E no entanto, às vezes, algumas pessoas dão a impressão de que aderem àquela que é justo definir como uma verdadeira ideologia, ou seja, uma idéia preconcebida, aplicada à história da Igreja e que nada tem a ver com a fé autêntica.
É fruto dessa ideologia, desviante, por exemplo, a repetida distinção entre Igreja pré-conciliar e Igreja pós-conciliar. Tal linguagem pode até ser legítima, contanto que não se compreendam deste modo duas Igrejas: uma – a pré-conciliar – que nada teria a dizer ou dar porque está irremediavelmente superada; e a outra – a pós-conciliar – que seria uma realidade nova nascida do Concílio e de um seu presumível espírito, em ruptura com o seu passado.
O que se afirmou até agora acerca da “continuidade” tem algo a ver com o tema que fomos chamados a enfrentar? Sim, de maneira absoluta. Porque não pode existir o autêntico espírito da liturgia se não nos aproximarmos dela com ânimo sereno, não polémico acerca do passado, quer remoto quer próximo. A liturgia não pode nem deve ser terreno de conflito entre quem encontra o bem só naquilo que estava antes de nós e quem, ao contrário, no que estava antes encontra quase sempre o mal. Só a disposição para olhar o presente e o passado da liturgia da Igreja como um património único e em desenvolvimento homogéneo pode conduzir-nos a haurir com júbilo e gosto espiritual o autêntico espírito da liturgia. Por conseguinte, é um espírito que devemos receber da Igreja e que não é fruto das nossas invenções. Um espírito, acrescento, que nos leva ao essencial da liturgia, ou melhor, à oração inspirada e guiada pelo Espírito Santo, na qual Cristo continua a vir até nós contemporâneo, a fazer irrupção na nossa vida. Deveras o espírito da liturgia é a liturgia do Espírito.
Na medida em que nos assemelhamos ao autêntico espírito da liturgia, tornamo-nos também capazes de entender quando uma música ou um canto podem pertencer ao património da música litúrgica ou sacra. Noutras palavras, capazes de reconhecer a única música que tem direito de cidadania no rito litúrgico, porque é coerente com o seu espírito autêntico. Então, se no início deste curso falámos sobre o espírito da liturgia, fizemo-lo porque só a partir dele é possível identificar quais são a música e o canto litúrgico.
Em relação ao tema proposto não pretendo ser cabal. Nem tratar todos os temas que seria útil enfrentar para um panorama completo da questão. Limito-me a considerar alguns aspectos da liturgia com referência específica à celebração eucarística, assim como a Igreja os apresenta e do modo como aprendi a aprofundá-los nestes dois anos de serviço ao lado de Bento XVI: um verdadeiro mestre de espírito litúrgico, quer através do seu ensinamento, quer do exemplo da sua celebração.

§ Problemas:
a) Responda com base no excerto sobre o espírito da liturgia:
(i) Que distinção é citada como exemplo de fruto da ideologia desviante?
(ii) Ao lado de quem o autor diz ter prestado serviço nestes dois anos?
(iii) Segundo o excerto, o espírito da liturgia é o quê?
b) Edite o trecho do excerto sobre o espírito da liturgia que vai de "Em relação ao" a "da sua celebração.", trocando "celebração eucarística" por "missa".

§ Dados fornecidos:
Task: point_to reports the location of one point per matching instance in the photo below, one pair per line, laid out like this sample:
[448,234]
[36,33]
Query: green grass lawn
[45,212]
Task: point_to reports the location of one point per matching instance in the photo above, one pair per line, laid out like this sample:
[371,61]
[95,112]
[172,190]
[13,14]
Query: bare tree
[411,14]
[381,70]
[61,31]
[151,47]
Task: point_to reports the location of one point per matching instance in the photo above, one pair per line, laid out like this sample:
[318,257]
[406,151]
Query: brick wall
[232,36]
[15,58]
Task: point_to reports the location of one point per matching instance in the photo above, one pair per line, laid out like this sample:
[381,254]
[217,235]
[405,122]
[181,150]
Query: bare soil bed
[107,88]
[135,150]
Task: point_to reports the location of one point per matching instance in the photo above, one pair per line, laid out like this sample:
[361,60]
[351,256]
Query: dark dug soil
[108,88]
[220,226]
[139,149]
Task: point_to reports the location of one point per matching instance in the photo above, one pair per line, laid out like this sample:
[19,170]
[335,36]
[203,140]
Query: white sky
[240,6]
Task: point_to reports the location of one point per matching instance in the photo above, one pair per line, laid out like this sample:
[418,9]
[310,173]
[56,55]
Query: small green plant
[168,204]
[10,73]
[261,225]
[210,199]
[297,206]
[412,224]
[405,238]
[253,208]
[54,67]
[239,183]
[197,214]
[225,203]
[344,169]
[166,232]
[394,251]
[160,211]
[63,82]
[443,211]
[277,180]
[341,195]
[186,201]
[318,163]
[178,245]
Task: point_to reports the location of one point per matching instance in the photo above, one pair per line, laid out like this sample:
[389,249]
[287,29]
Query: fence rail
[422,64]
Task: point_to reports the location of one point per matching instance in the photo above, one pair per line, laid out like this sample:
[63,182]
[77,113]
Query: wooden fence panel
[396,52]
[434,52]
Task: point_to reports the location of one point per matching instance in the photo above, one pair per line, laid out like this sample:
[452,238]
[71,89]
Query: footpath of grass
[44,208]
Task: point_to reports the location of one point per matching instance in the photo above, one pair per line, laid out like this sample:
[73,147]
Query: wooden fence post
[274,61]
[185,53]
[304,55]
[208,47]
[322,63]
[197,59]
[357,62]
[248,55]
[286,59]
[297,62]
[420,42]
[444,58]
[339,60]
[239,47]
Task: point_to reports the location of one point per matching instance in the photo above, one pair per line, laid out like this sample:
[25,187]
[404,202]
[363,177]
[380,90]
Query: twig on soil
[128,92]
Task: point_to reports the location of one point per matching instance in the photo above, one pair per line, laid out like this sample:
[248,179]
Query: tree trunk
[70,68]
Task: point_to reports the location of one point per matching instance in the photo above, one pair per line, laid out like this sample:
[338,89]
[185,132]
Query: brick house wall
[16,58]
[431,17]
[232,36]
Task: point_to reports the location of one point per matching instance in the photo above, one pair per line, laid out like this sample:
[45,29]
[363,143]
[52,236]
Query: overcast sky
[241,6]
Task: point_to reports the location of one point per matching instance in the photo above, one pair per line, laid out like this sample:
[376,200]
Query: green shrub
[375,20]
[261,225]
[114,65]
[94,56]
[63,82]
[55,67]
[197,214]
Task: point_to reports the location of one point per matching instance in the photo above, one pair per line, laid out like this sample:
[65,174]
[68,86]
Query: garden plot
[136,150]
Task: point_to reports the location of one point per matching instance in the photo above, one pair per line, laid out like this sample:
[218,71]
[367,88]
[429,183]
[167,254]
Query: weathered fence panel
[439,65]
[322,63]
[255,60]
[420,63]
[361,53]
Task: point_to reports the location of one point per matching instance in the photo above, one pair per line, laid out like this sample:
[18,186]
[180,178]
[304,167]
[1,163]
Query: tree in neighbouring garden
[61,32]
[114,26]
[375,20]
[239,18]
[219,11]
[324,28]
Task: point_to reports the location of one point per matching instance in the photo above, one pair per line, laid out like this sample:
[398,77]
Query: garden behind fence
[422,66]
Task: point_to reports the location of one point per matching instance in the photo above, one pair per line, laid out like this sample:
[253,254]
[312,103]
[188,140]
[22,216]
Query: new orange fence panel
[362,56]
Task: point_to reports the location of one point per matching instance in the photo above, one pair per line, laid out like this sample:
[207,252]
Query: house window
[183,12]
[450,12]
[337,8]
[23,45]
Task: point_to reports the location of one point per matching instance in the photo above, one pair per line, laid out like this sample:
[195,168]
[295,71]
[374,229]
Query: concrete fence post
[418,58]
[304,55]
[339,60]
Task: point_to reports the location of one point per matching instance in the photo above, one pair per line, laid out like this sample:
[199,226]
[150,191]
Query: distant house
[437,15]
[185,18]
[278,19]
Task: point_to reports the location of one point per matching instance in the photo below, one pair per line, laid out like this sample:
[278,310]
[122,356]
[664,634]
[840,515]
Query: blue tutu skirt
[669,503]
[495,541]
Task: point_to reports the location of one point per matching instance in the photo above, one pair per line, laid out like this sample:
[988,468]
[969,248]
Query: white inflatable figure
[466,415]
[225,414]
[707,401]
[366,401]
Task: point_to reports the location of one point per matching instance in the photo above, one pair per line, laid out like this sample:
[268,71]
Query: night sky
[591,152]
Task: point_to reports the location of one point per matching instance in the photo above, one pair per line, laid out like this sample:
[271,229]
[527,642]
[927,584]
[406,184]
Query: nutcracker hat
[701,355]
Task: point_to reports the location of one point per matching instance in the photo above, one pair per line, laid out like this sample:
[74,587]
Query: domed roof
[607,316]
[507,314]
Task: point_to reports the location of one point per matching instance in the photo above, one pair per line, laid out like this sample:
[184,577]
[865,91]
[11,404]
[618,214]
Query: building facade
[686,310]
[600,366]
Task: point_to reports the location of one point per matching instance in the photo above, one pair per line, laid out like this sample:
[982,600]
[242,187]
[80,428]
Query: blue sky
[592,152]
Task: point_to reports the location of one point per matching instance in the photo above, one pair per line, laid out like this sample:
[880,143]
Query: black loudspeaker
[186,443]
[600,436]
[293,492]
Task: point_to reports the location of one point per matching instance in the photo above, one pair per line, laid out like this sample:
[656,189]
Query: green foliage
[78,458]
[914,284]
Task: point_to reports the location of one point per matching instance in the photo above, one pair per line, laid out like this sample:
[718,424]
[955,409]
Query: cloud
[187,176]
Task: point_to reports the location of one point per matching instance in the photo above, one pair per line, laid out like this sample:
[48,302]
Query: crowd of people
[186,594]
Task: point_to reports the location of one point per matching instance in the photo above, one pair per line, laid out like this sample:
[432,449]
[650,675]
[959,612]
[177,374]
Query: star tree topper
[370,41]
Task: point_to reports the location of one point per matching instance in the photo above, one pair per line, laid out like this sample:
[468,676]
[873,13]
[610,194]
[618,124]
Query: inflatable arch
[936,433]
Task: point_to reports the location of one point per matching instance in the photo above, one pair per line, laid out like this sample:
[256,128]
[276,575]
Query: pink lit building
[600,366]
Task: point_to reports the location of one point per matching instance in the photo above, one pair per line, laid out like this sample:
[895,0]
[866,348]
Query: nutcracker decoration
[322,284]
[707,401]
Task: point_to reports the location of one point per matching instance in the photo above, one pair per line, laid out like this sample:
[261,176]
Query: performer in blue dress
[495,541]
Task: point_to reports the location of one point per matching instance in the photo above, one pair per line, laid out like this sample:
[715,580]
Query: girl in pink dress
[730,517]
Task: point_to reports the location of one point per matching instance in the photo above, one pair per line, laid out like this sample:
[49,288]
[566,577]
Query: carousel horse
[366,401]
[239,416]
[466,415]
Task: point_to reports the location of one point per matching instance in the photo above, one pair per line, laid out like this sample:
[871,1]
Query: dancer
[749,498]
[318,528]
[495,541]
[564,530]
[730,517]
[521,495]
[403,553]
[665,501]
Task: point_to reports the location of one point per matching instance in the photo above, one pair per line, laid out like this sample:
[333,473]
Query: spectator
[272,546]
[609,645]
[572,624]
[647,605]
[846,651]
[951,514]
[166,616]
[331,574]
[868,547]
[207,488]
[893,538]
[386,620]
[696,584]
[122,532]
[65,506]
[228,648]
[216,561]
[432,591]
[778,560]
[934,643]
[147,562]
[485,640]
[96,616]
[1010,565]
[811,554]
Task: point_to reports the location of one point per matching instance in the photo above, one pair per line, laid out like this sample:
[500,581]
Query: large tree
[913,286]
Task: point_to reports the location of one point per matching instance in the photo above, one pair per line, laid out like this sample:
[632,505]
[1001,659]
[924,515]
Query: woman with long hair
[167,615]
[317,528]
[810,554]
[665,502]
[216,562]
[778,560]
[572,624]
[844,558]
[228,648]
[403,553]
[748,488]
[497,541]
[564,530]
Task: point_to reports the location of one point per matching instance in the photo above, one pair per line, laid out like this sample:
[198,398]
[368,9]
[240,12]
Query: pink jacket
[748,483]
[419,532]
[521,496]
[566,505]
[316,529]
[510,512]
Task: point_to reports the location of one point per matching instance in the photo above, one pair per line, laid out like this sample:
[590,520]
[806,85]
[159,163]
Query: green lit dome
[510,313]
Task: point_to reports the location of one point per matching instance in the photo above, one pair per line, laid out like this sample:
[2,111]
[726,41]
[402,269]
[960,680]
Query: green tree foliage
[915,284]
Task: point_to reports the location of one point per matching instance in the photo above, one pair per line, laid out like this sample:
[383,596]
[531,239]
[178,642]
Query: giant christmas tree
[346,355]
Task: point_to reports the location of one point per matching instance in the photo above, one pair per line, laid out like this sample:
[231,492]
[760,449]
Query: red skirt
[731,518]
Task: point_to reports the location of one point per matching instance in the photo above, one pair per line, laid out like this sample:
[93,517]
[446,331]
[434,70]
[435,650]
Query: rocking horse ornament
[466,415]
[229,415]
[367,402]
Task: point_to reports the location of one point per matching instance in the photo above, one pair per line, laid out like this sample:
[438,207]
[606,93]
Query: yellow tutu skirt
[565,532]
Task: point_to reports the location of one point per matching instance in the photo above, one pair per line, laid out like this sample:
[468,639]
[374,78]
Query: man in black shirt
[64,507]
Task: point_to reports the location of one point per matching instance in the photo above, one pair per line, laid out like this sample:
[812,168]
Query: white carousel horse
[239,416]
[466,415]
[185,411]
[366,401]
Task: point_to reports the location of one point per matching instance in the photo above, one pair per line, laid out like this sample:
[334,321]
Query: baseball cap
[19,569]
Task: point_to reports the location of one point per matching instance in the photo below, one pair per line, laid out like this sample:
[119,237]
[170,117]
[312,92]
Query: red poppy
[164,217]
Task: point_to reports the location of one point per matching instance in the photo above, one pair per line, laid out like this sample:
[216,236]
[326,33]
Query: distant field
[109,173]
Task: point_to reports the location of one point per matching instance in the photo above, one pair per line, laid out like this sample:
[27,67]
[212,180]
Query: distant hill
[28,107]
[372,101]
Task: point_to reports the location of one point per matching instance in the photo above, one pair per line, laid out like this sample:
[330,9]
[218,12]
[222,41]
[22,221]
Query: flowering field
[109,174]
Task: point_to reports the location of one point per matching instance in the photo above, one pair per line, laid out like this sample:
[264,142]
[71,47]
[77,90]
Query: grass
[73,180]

§ Respostas por tarefa:
a)
(i) A distinção entre Igreja pré-conciliar e Igreja pós-conciliar.
(ii) Ao lado de Bento XVI.
(iii) É a liturgia do Espírito.

b)
Em relação ao tema proposto não pretendo ser cabal. Nem tratar todos os temas que seria útil enfrentar para um panorama completo da questão. Limito-me a considerar alguns aspectos da liturgia com referência específica à missa, assim como a Igreja os apresenta e do modo como aprendi a aprofundá-los nestes dois anos de serviço ao lado de Bento XVI: um verdadeiro mestre de espírito litúrgico, quer através do seu ensinamento, quer do exemplo da sua celebração.